──────── Reading text
If you follow our social media, you’ll know that I’m a massive bookworm and to my delight, our in-store swap shop area has fed this need for new to me books to read. I can drop off books I’ve read and swap for something new to read. It’s great to see the freedom of information spread as well as reducing costs and of course carbon footprints.
Lockdown has given us more opportunity to learn new things and read more, while also getting out in our local communities and environment. When it comes to teaching ourselves about sustainability however, there is a wealth of information and it’s growing with further studies and ideas coming out that we can form our own opinions around.
With so many books and articles on the subject though, where would be best to start? Well, if you can’t find the book in a phone box library, then the first place I’d recommend is accessing your local library online. Failing that, audiobooks, secondhand bookshops online or Bookshop (supporting independent bookshops UK wide) are great alternatives to shopping on Amazon.
I actually found quite a few on this list secondhand on ebay of all places and others on AbeBooks. I’m not only saving a lot of money but also my carbon footprint and I don’t have to give up the feel and smell of paper print books. So, going from the top shelf of my bookshelf at home of my favourite insights into sustainability and the climate emergency I read aside from university books, what books would I recommend you to read?
- The Story of Stuff by Annie Leonard. Written as a deeper insight to the online documentary released in 2007, the Story of Stuff is ever more prevalent to what happens with our waste even still today, however figures have of course changed and it’s a simple guess which way the figures have went, let’s just say, negatively.
────────────────
──────── Dataset
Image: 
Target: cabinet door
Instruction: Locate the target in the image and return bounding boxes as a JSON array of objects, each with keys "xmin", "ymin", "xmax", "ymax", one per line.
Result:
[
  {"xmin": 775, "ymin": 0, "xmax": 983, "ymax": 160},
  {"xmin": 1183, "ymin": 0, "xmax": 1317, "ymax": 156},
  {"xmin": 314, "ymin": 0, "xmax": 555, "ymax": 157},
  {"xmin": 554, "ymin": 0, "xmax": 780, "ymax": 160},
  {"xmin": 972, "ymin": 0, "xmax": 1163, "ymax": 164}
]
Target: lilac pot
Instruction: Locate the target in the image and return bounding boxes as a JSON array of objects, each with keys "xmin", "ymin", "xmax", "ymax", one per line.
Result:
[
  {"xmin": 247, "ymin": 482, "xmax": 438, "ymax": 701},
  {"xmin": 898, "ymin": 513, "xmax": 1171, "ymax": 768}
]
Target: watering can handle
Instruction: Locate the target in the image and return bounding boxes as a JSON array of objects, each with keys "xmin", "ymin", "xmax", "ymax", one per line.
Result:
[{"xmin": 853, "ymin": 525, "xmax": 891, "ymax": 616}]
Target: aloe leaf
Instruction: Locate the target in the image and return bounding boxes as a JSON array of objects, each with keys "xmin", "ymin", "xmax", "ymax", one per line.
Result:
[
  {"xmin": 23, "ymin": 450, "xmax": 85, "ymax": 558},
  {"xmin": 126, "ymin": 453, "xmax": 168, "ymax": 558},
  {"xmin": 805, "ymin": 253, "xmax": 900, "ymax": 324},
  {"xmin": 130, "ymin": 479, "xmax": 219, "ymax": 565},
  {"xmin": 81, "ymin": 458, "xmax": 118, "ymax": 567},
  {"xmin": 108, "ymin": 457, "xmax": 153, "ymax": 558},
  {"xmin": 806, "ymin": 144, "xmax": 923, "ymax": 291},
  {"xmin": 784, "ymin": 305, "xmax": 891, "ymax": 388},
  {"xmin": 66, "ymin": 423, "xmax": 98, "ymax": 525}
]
────────────────
▸ **What you will do**
1. Translate this sentence from the post about reading on sustainability into Spanish: "I can drop off books I’ve read and swap for something new to read."
2. According to the post about reading on sustainability, in what year was the online documentary behind The Story of Stuff released?

▸ **Written responses**
1. Puedo dejar los libros que he leído e intercambiarlos por algo nuevo para leer.

2. It was released in 2007.